[Opening RECORDS SHOWN section]
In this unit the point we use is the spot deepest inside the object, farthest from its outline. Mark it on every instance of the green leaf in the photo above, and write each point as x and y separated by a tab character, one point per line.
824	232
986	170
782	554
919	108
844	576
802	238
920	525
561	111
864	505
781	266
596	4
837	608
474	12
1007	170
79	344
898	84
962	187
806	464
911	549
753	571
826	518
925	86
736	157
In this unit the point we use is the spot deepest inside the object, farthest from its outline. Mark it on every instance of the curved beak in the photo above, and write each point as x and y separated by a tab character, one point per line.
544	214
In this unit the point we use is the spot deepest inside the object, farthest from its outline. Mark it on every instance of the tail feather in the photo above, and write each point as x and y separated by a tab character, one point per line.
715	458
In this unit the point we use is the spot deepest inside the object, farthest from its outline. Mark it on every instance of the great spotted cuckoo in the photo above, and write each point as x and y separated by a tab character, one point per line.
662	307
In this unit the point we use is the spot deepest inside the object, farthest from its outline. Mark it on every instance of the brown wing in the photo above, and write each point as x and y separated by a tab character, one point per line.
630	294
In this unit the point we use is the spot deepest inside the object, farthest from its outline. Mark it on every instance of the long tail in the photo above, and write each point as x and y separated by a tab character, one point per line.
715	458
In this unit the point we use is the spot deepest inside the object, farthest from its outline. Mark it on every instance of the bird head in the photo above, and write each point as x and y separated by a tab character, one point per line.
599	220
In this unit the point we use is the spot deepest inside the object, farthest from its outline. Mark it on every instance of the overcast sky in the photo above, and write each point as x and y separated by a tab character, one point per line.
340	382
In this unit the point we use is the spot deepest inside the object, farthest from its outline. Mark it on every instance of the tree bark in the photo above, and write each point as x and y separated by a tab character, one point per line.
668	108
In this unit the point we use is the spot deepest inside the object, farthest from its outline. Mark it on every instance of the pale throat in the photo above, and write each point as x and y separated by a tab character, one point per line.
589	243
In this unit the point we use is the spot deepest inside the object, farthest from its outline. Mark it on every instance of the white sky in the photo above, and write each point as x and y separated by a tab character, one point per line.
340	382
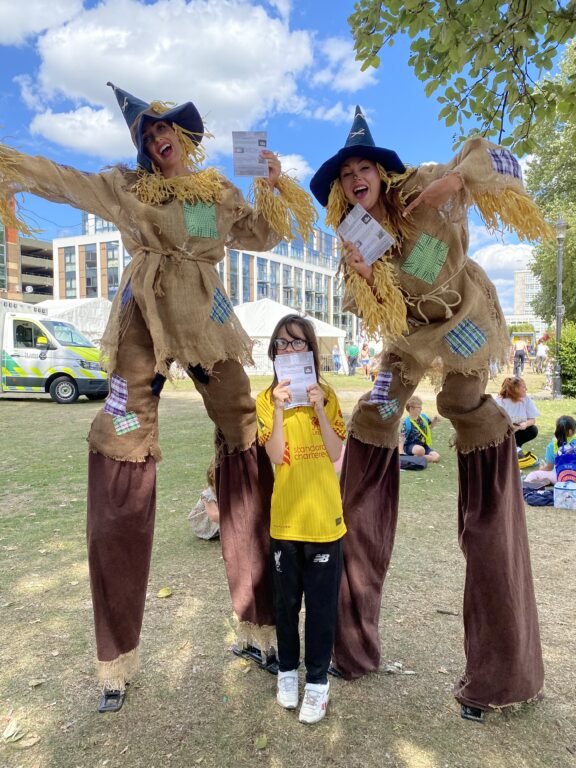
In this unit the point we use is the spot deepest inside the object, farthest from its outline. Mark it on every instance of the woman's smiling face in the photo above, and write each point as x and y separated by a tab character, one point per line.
163	148
361	182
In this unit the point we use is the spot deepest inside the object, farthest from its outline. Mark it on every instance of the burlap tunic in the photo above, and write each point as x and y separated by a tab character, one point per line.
171	305
172	272
454	317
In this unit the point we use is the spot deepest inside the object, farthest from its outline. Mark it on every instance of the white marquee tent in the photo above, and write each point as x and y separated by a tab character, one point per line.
259	319
88	315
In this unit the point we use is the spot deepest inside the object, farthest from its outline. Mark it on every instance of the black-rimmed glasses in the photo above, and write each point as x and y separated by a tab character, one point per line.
298	345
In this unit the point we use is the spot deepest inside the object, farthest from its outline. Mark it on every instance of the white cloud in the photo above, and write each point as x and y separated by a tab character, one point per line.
87	130
282	6
20	20
479	236
341	72
501	257
296	166
237	63
337	113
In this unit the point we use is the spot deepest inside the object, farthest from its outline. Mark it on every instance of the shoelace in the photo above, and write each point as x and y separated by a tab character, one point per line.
312	698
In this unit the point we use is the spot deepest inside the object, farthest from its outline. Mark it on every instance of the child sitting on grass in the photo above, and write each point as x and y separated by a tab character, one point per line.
205	516
416	432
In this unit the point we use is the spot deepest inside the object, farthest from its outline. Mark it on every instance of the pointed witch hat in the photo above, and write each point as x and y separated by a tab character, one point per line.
136	111
358	144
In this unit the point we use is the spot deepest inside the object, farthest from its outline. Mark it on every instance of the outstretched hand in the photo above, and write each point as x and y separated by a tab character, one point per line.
281	394
437	193
316	397
354	259
274	166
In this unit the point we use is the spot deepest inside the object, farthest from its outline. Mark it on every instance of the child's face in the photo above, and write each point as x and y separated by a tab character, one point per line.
361	182
287	342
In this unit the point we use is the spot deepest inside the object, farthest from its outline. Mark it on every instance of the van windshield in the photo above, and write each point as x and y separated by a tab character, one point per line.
66	334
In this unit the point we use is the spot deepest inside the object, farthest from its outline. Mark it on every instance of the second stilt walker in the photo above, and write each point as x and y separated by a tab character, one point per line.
428	300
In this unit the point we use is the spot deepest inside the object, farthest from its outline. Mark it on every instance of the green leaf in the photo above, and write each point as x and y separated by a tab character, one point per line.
261	742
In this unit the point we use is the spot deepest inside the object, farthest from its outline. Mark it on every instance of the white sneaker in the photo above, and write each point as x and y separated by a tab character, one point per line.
314	703
287	690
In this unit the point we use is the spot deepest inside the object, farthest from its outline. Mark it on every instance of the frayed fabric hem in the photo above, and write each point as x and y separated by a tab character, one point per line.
263	637
114	675
378	442
464	447
499	707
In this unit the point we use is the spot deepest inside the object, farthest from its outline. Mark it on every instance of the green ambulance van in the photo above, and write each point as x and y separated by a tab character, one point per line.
42	355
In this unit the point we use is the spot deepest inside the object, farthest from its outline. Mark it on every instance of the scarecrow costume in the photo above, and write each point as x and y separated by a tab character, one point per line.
431	304
171	306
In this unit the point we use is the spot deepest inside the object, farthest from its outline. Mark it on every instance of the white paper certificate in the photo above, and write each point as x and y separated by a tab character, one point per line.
246	147
368	236
299	368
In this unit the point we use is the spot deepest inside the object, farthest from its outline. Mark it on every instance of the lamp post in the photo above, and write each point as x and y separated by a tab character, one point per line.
561	228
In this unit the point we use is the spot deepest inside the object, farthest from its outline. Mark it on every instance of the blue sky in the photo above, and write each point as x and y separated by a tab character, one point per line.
284	66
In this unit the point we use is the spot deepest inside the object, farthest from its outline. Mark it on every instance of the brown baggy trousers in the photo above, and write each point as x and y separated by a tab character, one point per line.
122	503
502	641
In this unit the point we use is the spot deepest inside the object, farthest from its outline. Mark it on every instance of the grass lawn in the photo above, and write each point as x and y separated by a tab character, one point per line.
194	703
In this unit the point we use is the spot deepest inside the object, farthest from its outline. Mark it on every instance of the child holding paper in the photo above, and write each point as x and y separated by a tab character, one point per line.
307	524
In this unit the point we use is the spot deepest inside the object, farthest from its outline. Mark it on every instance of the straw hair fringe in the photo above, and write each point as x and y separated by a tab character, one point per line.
380	306
290	213
393	222
514	211
205	186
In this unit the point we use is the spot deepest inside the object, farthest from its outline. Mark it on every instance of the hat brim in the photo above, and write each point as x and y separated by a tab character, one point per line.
322	180
186	116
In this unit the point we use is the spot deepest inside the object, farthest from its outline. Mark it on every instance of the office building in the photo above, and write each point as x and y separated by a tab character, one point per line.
300	275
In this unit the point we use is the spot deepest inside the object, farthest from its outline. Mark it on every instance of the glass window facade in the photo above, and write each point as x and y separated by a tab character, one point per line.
262	282
112	267
69	272
233	275
3	274
274	292
246	277
91	262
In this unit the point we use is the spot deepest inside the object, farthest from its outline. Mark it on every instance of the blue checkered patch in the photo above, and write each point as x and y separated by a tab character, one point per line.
221	307
126	295
118	398
465	339
504	162
389	408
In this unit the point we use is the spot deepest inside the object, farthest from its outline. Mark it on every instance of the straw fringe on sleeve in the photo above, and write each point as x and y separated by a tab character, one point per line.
289	213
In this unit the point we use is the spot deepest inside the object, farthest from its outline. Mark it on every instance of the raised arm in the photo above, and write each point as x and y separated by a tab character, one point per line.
93	192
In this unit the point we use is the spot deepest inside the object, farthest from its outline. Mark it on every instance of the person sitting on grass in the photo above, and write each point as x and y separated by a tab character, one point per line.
513	398
416	432
205	516
564	437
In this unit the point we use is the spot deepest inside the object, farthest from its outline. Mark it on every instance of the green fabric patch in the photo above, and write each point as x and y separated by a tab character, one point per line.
127	423
200	220
426	258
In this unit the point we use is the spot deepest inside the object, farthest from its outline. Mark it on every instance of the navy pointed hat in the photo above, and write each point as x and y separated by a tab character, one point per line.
136	111
358	144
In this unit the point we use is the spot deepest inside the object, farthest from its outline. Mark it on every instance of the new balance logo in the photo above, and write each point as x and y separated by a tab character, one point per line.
277	556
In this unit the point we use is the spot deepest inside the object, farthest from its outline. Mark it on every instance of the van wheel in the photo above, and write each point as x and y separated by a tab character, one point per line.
64	390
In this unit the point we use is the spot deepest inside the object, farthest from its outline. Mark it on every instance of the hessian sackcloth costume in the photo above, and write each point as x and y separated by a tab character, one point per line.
429	302
171	305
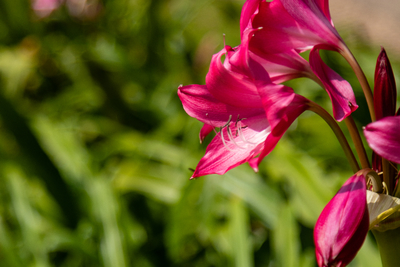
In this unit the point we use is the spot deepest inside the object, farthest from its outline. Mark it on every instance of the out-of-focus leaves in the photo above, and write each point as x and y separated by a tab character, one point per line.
285	239
89	106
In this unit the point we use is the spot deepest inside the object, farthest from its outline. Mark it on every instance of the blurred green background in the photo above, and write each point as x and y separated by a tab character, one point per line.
95	146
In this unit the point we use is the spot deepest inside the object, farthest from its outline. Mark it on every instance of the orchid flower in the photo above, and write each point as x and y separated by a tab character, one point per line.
383	136
343	224
287	27
252	115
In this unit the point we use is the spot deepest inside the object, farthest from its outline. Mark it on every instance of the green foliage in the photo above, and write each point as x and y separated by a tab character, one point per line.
95	147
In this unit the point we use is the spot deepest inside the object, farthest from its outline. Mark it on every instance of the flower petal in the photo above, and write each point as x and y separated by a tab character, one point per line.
282	106
234	145
284	66
383	136
338	89
294	24
199	103
231	87
342	226
205	130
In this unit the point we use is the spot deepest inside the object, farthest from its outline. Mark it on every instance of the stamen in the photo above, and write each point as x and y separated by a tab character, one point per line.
229	121
241	135
233	139
223	140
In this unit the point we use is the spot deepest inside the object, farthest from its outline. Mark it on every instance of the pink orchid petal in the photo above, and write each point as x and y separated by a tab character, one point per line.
248	10
282	107
338	89
383	136
199	103
231	87
205	130
343	224
284	66
294	24
238	145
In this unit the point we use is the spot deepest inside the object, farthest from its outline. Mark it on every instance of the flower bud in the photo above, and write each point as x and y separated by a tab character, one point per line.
343	225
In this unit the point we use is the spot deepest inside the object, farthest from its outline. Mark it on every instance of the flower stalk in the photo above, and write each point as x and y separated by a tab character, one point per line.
346	53
388	245
338	132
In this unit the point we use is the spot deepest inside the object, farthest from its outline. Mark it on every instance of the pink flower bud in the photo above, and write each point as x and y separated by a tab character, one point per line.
342	226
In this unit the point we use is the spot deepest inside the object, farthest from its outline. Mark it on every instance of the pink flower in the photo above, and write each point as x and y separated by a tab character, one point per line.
292	24
252	114
343	225
286	27
383	135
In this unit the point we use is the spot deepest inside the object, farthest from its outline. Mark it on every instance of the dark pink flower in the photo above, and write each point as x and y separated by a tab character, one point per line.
383	135
338	89
343	225
292	24
282	29
252	114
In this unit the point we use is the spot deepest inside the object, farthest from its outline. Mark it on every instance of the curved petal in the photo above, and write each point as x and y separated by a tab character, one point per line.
282	106
338	89
231	87
248	10
233	145
383	136
343	225
294	24
199	103
283	67
205	130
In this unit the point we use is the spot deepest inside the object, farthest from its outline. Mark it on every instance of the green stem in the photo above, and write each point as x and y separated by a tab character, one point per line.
387	178
346	53
355	136
338	132
388	245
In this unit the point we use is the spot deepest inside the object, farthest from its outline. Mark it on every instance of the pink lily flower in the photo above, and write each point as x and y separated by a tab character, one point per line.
252	114
293	24
343	225
282	33
383	135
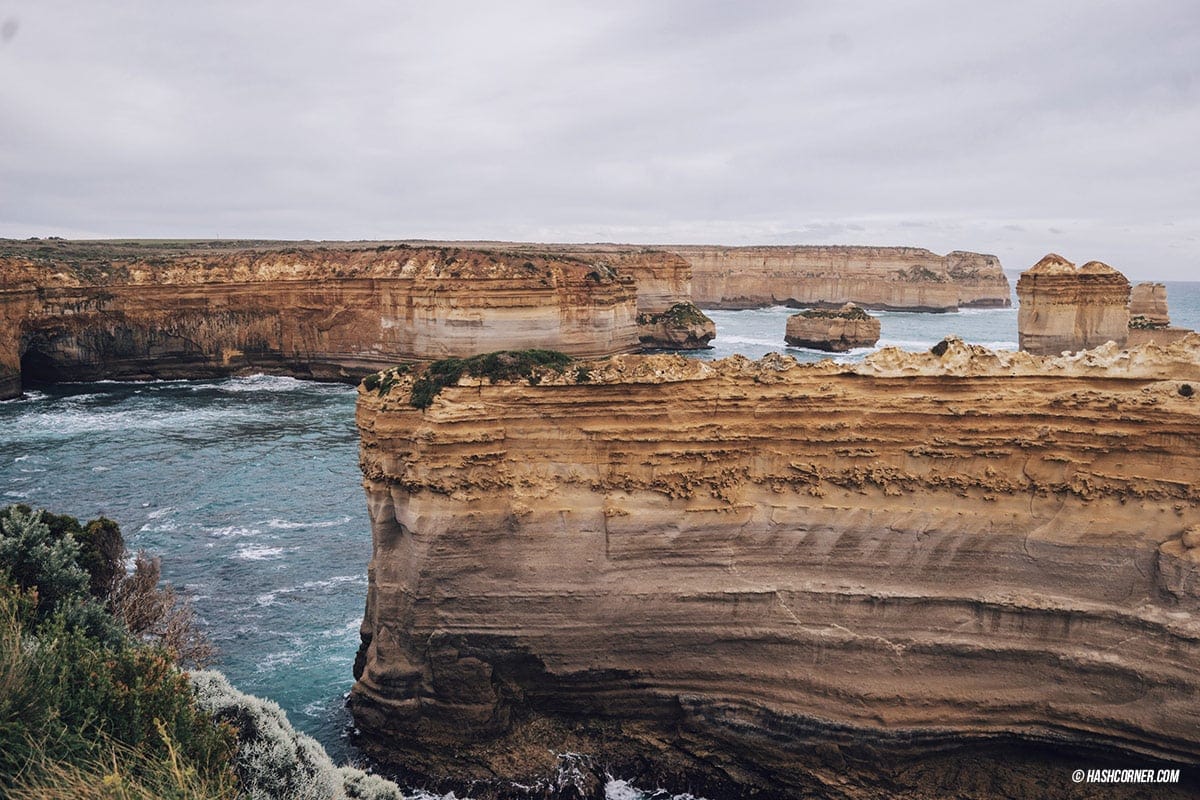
[Closing RECORDS SHOWN section]
→ **TASK STATEMENT**
Copy the final stretch of the entries exactly: the line containing "the flower bud" and every line after it through the last. Include no pictures and nothing more.

→ **RESULT OF THE TASK**
In this unit the point we use is the spot deepest inside the object, farthest from its outline. Mark it on every instance of the flower bud in the photo above, and write each point as x and y separated by a tab character, one point per line.
343	225
In this unit the point we use is the spot deepest inside the object, farthest from its outline. Mark it on every instance of the flower stalk in the photo above, and write each point as x and y separated by a tab character, one point per line.
346	53
388	245
338	132
In this unit the point we use is the spot deepest inside the object, farthest from its outline. Mark it on every instance of the pink flower bud in the photo above, and write each point as x and y separated by a tab character, one point per line.
342	226
In this unit the point we use is the spot deepest inside the object, farthest from its outline. Mark it on every instance of the pink flower in the photo above, and write each point as x and y separated by a tab character, one point per line.
292	24
252	114
343	225
286	27
383	135
In this unit the point we use is the spot deepest inside the object, farthest from its outline. Mark it on every instance of the dark pink flower in the photo above, and write each point as x and y separated by a tab character, one point per line.
383	135
338	89
343	225
292	24
282	29
252	114
In this unit the point we use is the spot deepest inside the object, farthest from its outline. Mark it on every instance of the curved petal in the photo above, and write each point as x and y separated by a tab character, one point per line.
282	106
338	89
231	87
248	10
233	145
383	136
343	225
294	24
199	103
283	67
205	130
In this unit the point we use is the spot deepest inside the object, farthest from its outline. Mark it on every instance of the green stem in the photo above, and write each point as x and y separated by a tab character, one point per line.
387	178
346	53
355	136
338	132
388	245
In this unit the point we use is the spot deepest inside the object, farthest from its outline. Mark it on every instance of the pink lily flower in the photo above, and write each point as x and y separated by a tab character, one point per line.
252	114
293	24
343	225
282	33
383	135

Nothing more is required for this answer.